Render the data below as a Markdown table with the columns "No." and "Text", putting each nonblank line in its own row numbered in order and leaving out the pictures.
===== RECORDS TO PROCESS =====
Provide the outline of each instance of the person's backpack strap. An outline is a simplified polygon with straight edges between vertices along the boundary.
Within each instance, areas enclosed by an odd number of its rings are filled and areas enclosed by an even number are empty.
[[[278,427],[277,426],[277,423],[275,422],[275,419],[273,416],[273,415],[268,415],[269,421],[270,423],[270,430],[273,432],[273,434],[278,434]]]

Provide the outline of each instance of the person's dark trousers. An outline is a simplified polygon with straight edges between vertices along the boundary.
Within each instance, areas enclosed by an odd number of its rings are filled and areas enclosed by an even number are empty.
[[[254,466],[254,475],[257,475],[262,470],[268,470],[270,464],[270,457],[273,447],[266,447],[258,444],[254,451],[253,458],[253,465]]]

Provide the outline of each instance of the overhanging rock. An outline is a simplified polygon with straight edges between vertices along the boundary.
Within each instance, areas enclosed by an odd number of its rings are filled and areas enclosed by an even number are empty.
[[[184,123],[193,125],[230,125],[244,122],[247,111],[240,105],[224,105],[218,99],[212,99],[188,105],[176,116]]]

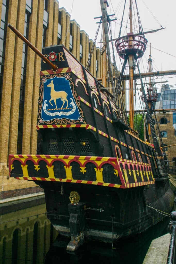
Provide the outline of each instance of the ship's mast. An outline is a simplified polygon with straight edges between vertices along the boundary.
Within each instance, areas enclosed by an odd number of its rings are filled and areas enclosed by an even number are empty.
[[[107,7],[109,6],[107,0],[100,0],[100,4],[102,14],[102,20],[103,21],[103,46],[102,49],[103,55],[102,58],[102,84],[104,87],[106,87],[106,75],[107,73],[107,64],[106,63],[106,53],[108,60],[108,66],[110,72],[110,81],[112,87],[114,87],[114,81],[113,79],[112,64],[111,58],[111,53],[109,46],[109,39],[108,33],[108,16],[107,13]],[[114,90],[113,90],[112,93],[113,93]]]
[[[130,1],[130,35],[133,34],[133,25],[132,20],[132,7],[131,0]],[[130,48],[132,46],[132,36],[130,36],[129,37],[129,47]],[[130,68],[130,125],[132,129],[134,129],[134,100],[133,98],[133,83],[134,79],[134,57],[133,54],[130,54],[128,57],[128,63]]]
[[[121,76],[123,75],[123,72],[126,67],[126,64],[127,61],[130,68],[130,124],[132,129],[134,128],[133,115],[134,113],[133,107],[133,81],[134,68],[135,66],[137,65],[139,72],[139,75],[141,83],[141,89],[142,92],[142,97],[144,102],[147,111],[146,119],[150,123],[153,143],[155,148],[155,155],[157,166],[159,168],[160,173],[157,175],[157,177],[163,178],[167,175],[164,159],[162,157],[163,154],[160,148],[157,139],[156,132],[153,125],[153,121],[151,114],[151,109],[149,107],[149,95],[147,96],[145,94],[144,87],[142,78],[141,76],[139,67],[138,62],[139,58],[141,57],[146,47],[147,40],[144,37],[144,32],[142,27],[140,18],[139,15],[137,7],[135,1],[136,9],[137,13],[138,22],[139,22],[140,34],[133,34],[132,32],[132,0],[130,0],[130,33],[127,33],[127,35],[122,37],[119,37],[115,42],[115,45],[119,56],[124,60],[123,65],[121,73]],[[120,82],[121,80],[120,80]]]

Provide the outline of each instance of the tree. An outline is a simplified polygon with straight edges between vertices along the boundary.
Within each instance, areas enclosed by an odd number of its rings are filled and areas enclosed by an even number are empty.
[[[134,129],[139,133],[139,137],[144,140],[144,116],[142,114],[136,114],[134,117]]]

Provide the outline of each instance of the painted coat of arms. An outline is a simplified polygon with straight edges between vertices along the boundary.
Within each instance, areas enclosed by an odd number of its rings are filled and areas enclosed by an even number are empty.
[[[72,91],[69,77],[67,75],[61,78],[55,76],[48,79],[43,78],[41,122],[55,119],[77,120],[80,118]]]

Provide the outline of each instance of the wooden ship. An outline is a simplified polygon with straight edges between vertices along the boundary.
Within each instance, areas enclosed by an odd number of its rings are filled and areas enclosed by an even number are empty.
[[[174,195],[142,85],[152,143],[138,137],[132,115],[129,124],[116,103],[116,94],[64,45],[44,48],[41,54],[8,25],[42,59],[36,126],[40,143],[36,154],[9,155],[10,177],[43,188],[48,218],[59,234],[70,237],[68,250],[87,239],[113,242],[160,221],[165,216],[160,212],[172,210]],[[132,91],[131,62],[142,56],[147,40],[130,31],[115,45],[129,62]]]

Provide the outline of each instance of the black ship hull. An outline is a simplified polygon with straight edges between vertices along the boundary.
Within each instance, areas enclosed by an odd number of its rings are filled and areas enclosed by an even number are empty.
[[[174,197],[159,145],[139,138],[113,96],[63,45],[43,51],[57,69],[42,62],[37,154],[10,155],[11,177],[43,188],[49,218],[71,237],[69,250],[160,221]]]
[[[44,189],[48,218],[60,234],[67,236],[71,236],[68,206],[73,190],[78,192],[84,205],[85,239],[88,240],[112,242],[142,232],[161,221],[173,206],[174,195],[168,181],[126,189],[36,183]]]

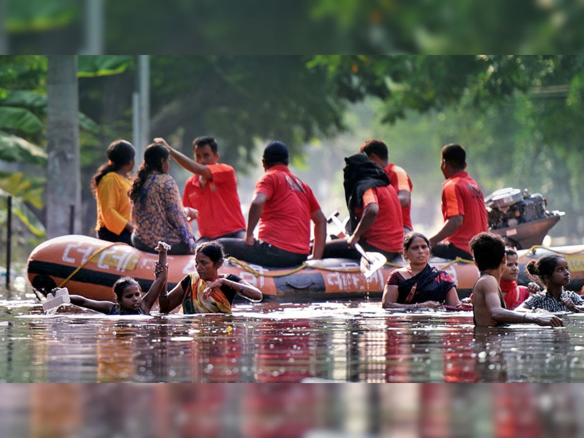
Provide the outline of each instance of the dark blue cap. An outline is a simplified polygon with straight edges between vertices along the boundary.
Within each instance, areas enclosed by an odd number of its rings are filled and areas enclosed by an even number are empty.
[[[288,161],[288,148],[281,141],[270,141],[263,150],[263,159],[267,163]]]

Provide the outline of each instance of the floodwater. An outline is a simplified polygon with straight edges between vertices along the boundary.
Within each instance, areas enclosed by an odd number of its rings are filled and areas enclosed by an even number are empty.
[[[232,315],[56,315],[0,300],[0,382],[584,382],[584,318],[477,329],[378,300],[238,303]]]

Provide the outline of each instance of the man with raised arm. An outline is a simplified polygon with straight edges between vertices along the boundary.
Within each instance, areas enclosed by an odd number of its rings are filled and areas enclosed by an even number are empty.
[[[462,146],[447,144],[441,152],[444,225],[430,238],[432,253],[444,259],[472,260],[468,242],[488,230],[486,208],[478,184],[465,171],[467,153]]]
[[[154,139],[164,144],[180,166],[194,173],[187,180],[183,195],[187,217],[197,220],[197,243],[221,237],[243,238],[245,220],[237,194],[235,171],[219,163],[217,142],[212,137],[193,141],[193,161],[170,146],[164,138]]]

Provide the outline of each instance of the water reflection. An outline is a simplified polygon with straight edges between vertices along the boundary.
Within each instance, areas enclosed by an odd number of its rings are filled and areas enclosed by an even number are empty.
[[[236,304],[228,315],[104,317],[0,301],[4,382],[582,382],[582,318],[474,329],[469,313],[378,301]]]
=====
THE OUTPUT
| No. | Text |
|---|---|
| 1 | Provide the outline of each instance of the person's backpack strap. An outline is a simplified polygon with straight edges between vertices along the boundary. |
| 2 | Within each instance, areas enclosed by an odd number of its rings are filled and areas enclosed by an even number are empty. |
| 3 | [[[278,427],[277,426],[277,423],[275,422],[275,419],[273,416],[273,415],[268,415],[269,421],[270,423],[270,430],[273,432],[273,434],[278,434]]] |
| 4 | Provide the outline of each instance of the person's dark trousers. An outline is a simplified polygon with straight edges between vertices along the boundary. |
| 5 | Within each instance, areas enclosed by an odd number of its rings are filled and areas enclosed by an even number are empty. |
| 6 | [[[254,466],[254,475],[257,475],[262,470],[268,470],[270,464],[270,457],[273,447],[266,447],[258,444],[254,451],[253,458],[253,465]]] |
| 7 | Provide the outline of each instance of the overhanging rock. An outline is a simplified polygon with straight edges between vertices along the boundary. |
| 8 | Within each instance, areas enclosed by an odd number of its rings are filled and areas enclosed by an even number are empty. |
| 9 | [[[184,123],[193,125],[230,125],[244,122],[247,111],[240,105],[224,105],[218,99],[212,99],[188,105],[176,116]]] |
| 10 | Provide the outline of each instance of the ship's mast. An outline is a simplified polygon with straight edges between vertices along the boundary. |
| 11 | Within each instance, areas enclosed by an odd number of its rings are filled and areas enclosed by an even number are empty. |
| 12 | [[[107,7],[109,6],[107,0],[100,0],[100,4],[102,14],[102,20],[103,21],[103,46],[102,49],[103,55],[102,58],[102,84],[104,87],[106,87],[106,75],[107,73],[107,64],[106,63],[106,53],[108,60],[108,66],[110,72],[110,81],[112,87],[114,87],[114,81],[113,79],[112,64],[111,58],[111,53],[109,46],[109,39],[108,33],[108,16],[107,13]],[[114,90],[113,90],[112,93],[113,93]]] |
| 13 | [[[130,1],[130,35],[133,34],[133,25],[132,20],[132,7],[131,0]],[[130,48],[132,46],[132,36],[130,36],[129,37],[129,47]],[[130,68],[130,125],[132,129],[134,129],[134,100],[133,98],[133,83],[134,79],[134,57],[133,54],[130,54],[128,57],[128,63]]] |
| 14 | [[[121,76],[123,75],[123,72],[126,67],[126,64],[127,61],[130,68],[130,124],[132,129],[134,128],[133,115],[134,113],[133,107],[133,81],[134,68],[135,66],[137,65],[139,72],[139,75],[141,83],[141,89],[142,92],[142,97],[144,102],[147,111],[146,119],[150,123],[153,143],[155,148],[155,155],[157,166],[159,168],[160,173],[157,175],[157,177],[163,178],[167,175],[164,159],[162,157],[163,154],[160,148],[157,139],[156,132],[153,125],[153,121],[151,114],[151,109],[149,107],[149,95],[147,96],[145,94],[144,87],[142,78],[141,76],[139,67],[138,62],[139,58],[141,57],[146,47],[147,40],[144,37],[144,32],[142,27],[140,18],[139,15],[137,7],[135,1],[136,9],[137,13],[138,22],[139,22],[140,34],[133,34],[132,32],[132,0],[130,0],[130,33],[127,33],[127,35],[122,37],[119,37],[115,42],[115,45],[119,56],[124,60],[123,65],[121,73]],[[120,82],[121,80],[120,80]]] |
| 15 | Provide the outline of each instance of the tree. An outline is a simplified polygon with straight edges between vertices along the boundary. |
| 16 | Within each instance, areas enclosed by an odd number of its rings are filled and areas enclosed by an even number are empty. |
| 17 | [[[134,129],[139,133],[139,137],[144,140],[144,116],[142,114],[136,114],[134,117]]] |
| 18 | Provide the outline of each instance of the painted coat of arms. An outline is a simplified polygon with straight edges between vertices along the boundary. |
| 19 | Within each instance, areas enclosed by an odd number of its rings are filled and areas enclosed by an even number are empty. |
| 20 | [[[72,91],[69,77],[67,75],[61,78],[55,76],[48,79],[43,78],[41,122],[55,119],[77,120],[80,118]]] |
| 21 | Provide the outline of each instance of the wooden ship. An outline is a simplified polygon with straight edges between vertices along the boundary. |
| 22 | Within each instance, areas enclosed by an odd number of its rings are filled and areas enclosed by an even number are empty. |
| 23 | [[[174,195],[142,85],[152,143],[138,137],[132,115],[129,124],[116,103],[116,94],[64,45],[44,48],[41,54],[8,25],[42,59],[36,126],[40,143],[36,154],[9,155],[10,177],[43,188],[48,218],[59,234],[70,237],[68,250],[87,239],[113,242],[160,221],[165,216],[160,212],[172,210]],[[132,91],[131,62],[142,56],[147,40],[130,31],[115,45],[129,62]]] |
| 24 | Provide the outline of each instance of the black ship hull. An outline is a simplified polygon with straight edges between vertices along the boundary. |
| 25 | Within each instance, areas enclosed by an odd number of its rings are filled and areas enclosed by an even number are empty. |
| 26 | [[[174,197],[159,145],[139,138],[113,96],[63,45],[43,51],[57,69],[42,62],[37,154],[10,155],[11,177],[43,188],[49,218],[71,237],[69,250],[160,221]]] |
| 27 | [[[44,189],[48,218],[60,234],[67,236],[71,236],[68,206],[73,190],[78,192],[84,205],[85,239],[88,240],[112,242],[142,232],[161,221],[173,206],[174,195],[168,181],[126,189],[36,183]]] |
| 28 | Provide the outline of each instance of the dark blue cap. An outline is a simplified polygon with straight edges between vertices along the boundary. |
| 29 | Within each instance, areas enclosed by an odd number of its rings are filled and areas enclosed by an even number are empty. |
| 30 | [[[288,161],[288,148],[281,141],[270,141],[263,150],[263,159],[267,163]]] |
| 31 | Provide the outline of each instance of the floodwater. An outline is a simplified polygon with straight edges between vertices along the boundary. |
| 32 | Within each instance, areas enclosed by an odd number of its rings are filled and areas enclosed by an even number are empty. |
| 33 | [[[232,315],[56,315],[0,300],[0,382],[584,382],[584,318],[477,329],[378,300],[238,303]]] |
| 34 | Provide the outline of each instance of the man with raised arm. An outline is a simplified polygon with straight edges between vertices along the boundary. |
| 35 | Within each instance, areas enclosed by an odd number of its rings are filled and areas enclosed by an even number are empty. |
| 36 | [[[462,146],[447,144],[441,152],[444,225],[430,238],[432,253],[444,259],[472,260],[468,242],[488,230],[486,208],[478,184],[465,171],[467,153]]] |
| 37 | [[[154,139],[164,144],[180,166],[194,173],[187,180],[183,195],[187,217],[197,220],[197,243],[221,237],[243,238],[245,220],[237,194],[235,171],[219,163],[217,142],[212,137],[193,141],[193,161],[170,146],[164,138]]] |
| 38 | Provide the outline of each instance of the water reflection. An outline is a simplified polygon with straight edges between vertices along the boundary. |
| 39 | Within each instance, areas enclosed by an odd number of its rings are filled and areas enclosed by an even number are empty. |
| 40 | [[[236,304],[228,315],[104,317],[0,301],[4,382],[582,382],[582,318],[474,329],[469,313],[378,301]]] |